**Text block**
** START **

Thursday, 9 th July 1998, Full Moon, Geria Kepaon
Hundreds of villagers packed the home for the seventh night running, to “share the bad times with Gus Ngurah, as they had shared the good”. Some joined in the family group around the ngawacain circle of Brahmans and priests reciting the Balinese ‘Old Testament’ (interspersed with witty translations); groups of hard core gamblers occupied the main sitting room and most of the courtyard floor, while the outer courtyards, spilling across the river, were filled with chatting, mourners burning the midnight oil like me.
As it was purnama, full moon, a high priest was coming to Sanur to splash the coffin with holy water and bless a table load of offerings to the spirit of the deceased, but it was getting late and there was no sign.
Every half-hour their were updates of his progress — just finishing a tooth filing in Kuta; on his way to marry some Japanese at the Ritz Carlton; splashing the infirm at his house temple. How could the intelligence be so precise? “Has he got a two-way radio in his limousine?” I asked.
At midnight the house attendant, who’d been shadowing the high priest as he ricocheted around the suburbs, rang in to say that he was coming home with the holy water as the pedanda was pooped: the widow Dayu, straight backed and masterful, then took charge. A most touching purification rite was enacted with professional prowess.

Saturday, 11 th July, The “Ngajum” Ceremony, Geria Kepaon
C - day minus one: everyone was too exhausted from marathon tea-making to feel any grief but today the sense of loss would come crashing back.
I left at 9 a.m. in one car for the Pura Dalem Ganda Maya temple to collect holy water for the cremation rites: another convoy left for Sidemen in Far East Bali, to fetch the pedanda high priest who would officiate. The priest at the Ganda Maya temple, Bali’s oldest Pura Dalem, in the medieval capitol of Gelgel, prepared the holy water and then regaled us with some fabulous stories of the great healing properties of his holy water. The nephew of the last vice-president, Try Soetrisno, no less, had come for help, we were told, and stayed for two years, taking the Balinese name Putu Sastrawan. He told also the pestilence-reducing powers of Sudamala’s cooking pot, now in the possession of Cokorda “Dewa Dangin” Sidemen, Don of the dharma-bunnies and Bali’s most awesome kssatrya.

** END **

Data records
** START **

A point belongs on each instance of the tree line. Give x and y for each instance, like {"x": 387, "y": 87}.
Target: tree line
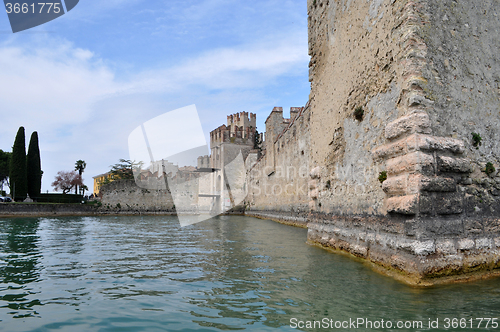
{"x": 24, "y": 172}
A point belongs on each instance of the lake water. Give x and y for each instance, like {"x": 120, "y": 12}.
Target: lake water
{"x": 227, "y": 273}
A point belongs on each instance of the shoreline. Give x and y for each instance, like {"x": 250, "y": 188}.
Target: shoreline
{"x": 9, "y": 210}
{"x": 302, "y": 220}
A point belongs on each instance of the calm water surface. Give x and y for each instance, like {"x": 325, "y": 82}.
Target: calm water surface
{"x": 227, "y": 273}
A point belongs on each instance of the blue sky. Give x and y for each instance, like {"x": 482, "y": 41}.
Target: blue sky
{"x": 87, "y": 79}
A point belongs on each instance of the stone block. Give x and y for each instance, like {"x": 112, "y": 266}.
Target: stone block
{"x": 395, "y": 185}
{"x": 449, "y": 204}
{"x": 413, "y": 162}
{"x": 415, "y": 122}
{"x": 440, "y": 184}
{"x": 426, "y": 204}
{"x": 390, "y": 150}
{"x": 435, "y": 143}
{"x": 424, "y": 247}
{"x": 457, "y": 165}
{"x": 315, "y": 172}
{"x": 497, "y": 242}
{"x": 483, "y": 243}
{"x": 403, "y": 204}
{"x": 465, "y": 244}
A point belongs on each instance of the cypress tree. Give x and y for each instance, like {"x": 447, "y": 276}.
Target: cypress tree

** END **

**Problems to solve**
1) In the Geria Kepaon diary, which temple did the writer set out for at 9 a.m. on Saturday to collect holy water?
2) Print the passage of the Geria Kepaon diary from "As it was purnama, full" up to and including "with professional prowess.".
3) Carry on the Geria Kepaon diary from the point where it stops.
None of the data records are needed here.

**Answer list**
1) The Pura Dalem Ganda Maya temple.

2)
As it was purnama, full moon, a high priest was coming to Sanur to splash the coffin with holy water and bless a table load of offerings to the spirit of the deceased, but it was getting late and there was no sign.
Every half-hour their were updates of his progress — just finishing a tooth filing in Kuta; on his way to marry some Japanese at the Ritz Carlton; splashing the infirm at his house temple. How could the intelligence be so precise? “Has he got a two-way radio in his limousine?” I asked.
At midnight the house attendant, who’d been shadowing the high priest as he ricocheted around the suburbs, rang in to say that he was coming home with the holy water as the pedanda was pooped: the widow Dayu, straight backed and masterful, then took charge. A most touching purification rite was enacted with professional prowess.

3)
Back home, with our cache of elixir of life, we observed that the high priest from Sidemen had already set-up shop in a pavilion freshly built for the afternoon incantations. What a figure he was! Only in the drawing of Hookyas’ books on the Vedic rituals of the high priests have I seen such beautifully styled mudra hand gestures and perfect posture. As a sign of respect and thanks for the saintly soul of Gus Ngurah the offerings were immaculately fashioned and immaculately blessed.
Late in the afternoon everyone took part in the “Ngajum” ceremony: a cloth spirit effigy, symbolic of Gus Ngurah’s astral body, was laid out in the ceremonial pavilion and needless inserted, by family and friends, though the chinese coins positioned on the effigy’s knuckles and joints. Two hundred guests were then fed and I fell asleep, sitting up in a modified lotus, next to the gamelan and a replay of the France – Netherlands semifinal.

Sunday 13 th July 1998, The Day of the Pelebon, Nobleman’s Cremation, Geria Kepaon
The house had filled up with guests by 10 a.m. An angklung orchestra played in the reception court. Just before noon the widow Dayu and her children slipped away to say a prayer in the family house shrine on Gus Ngurah’s behalf, to ask leave of the ancestor spirits. It was an emotional moment as vivid memories of Gus Ngurah rushed back. For days I had been haunted by the golden memory of our not in frequent forays to Kuta on push bike, for a swim in the Indian Ocean and a sunset raid to beg for bread at Moma Dollar’s Yasa Samudra, now the unspeakably hostile (to local sensibilities) Hard Luck Café and Theme Park.
Farewell little saint, you inspired us all.
The coffin shot out the gate — I got a snap and then grabbed a corner of the coffin. The other pallbearers were unusually silent as we turned out of the village lane into the sun-bathed spectacle of three entire villages in black, the honor guards, the numerous marching bands and the golden funeral catafalque tower, with the crooked photo on its stern. At exactly noon the procession kicked off with a precision and purpose that left no time for grief. I walked with Gus Ngurah’s stoic Dad in front of tower, head bowed, in the eye of the storm of brilliant spectacle as it were, oblivious to the pelting and pounding tears streaming down my cheeks.
How many more incredibly beautiful cremations for loved ones will I have to endure?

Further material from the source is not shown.